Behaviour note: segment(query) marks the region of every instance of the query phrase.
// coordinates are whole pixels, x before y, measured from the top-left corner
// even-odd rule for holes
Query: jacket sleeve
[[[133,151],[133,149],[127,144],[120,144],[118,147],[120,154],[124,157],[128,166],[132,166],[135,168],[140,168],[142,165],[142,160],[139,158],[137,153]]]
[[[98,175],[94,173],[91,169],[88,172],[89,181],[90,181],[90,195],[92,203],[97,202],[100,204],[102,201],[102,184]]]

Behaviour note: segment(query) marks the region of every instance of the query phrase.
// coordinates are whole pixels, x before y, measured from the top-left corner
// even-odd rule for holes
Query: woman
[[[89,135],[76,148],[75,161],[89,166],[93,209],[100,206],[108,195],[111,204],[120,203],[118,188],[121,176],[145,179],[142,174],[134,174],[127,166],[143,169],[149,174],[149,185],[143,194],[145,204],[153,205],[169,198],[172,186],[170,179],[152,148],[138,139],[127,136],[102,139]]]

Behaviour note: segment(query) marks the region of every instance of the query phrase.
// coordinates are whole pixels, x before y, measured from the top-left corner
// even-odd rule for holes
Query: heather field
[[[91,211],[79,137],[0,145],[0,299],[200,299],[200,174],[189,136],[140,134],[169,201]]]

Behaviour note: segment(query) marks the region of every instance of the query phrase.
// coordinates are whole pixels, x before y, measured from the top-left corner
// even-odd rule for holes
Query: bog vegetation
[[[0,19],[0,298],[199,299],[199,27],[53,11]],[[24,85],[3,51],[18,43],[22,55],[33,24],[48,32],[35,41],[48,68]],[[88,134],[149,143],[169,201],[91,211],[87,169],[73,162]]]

+ + +

> _Task requirements_
Return every line from the very first one at the top of the rows through the line containing "Query: jacket sleeve", both ends included, copying each line character for character.

> _Final result_
Behaviour note: segment(query) marks the region of every instance of the query phrase.
// coordinates are whole pixels, x before y, measured from the top-left corner
// even-odd rule for holes
Query: jacket sleeve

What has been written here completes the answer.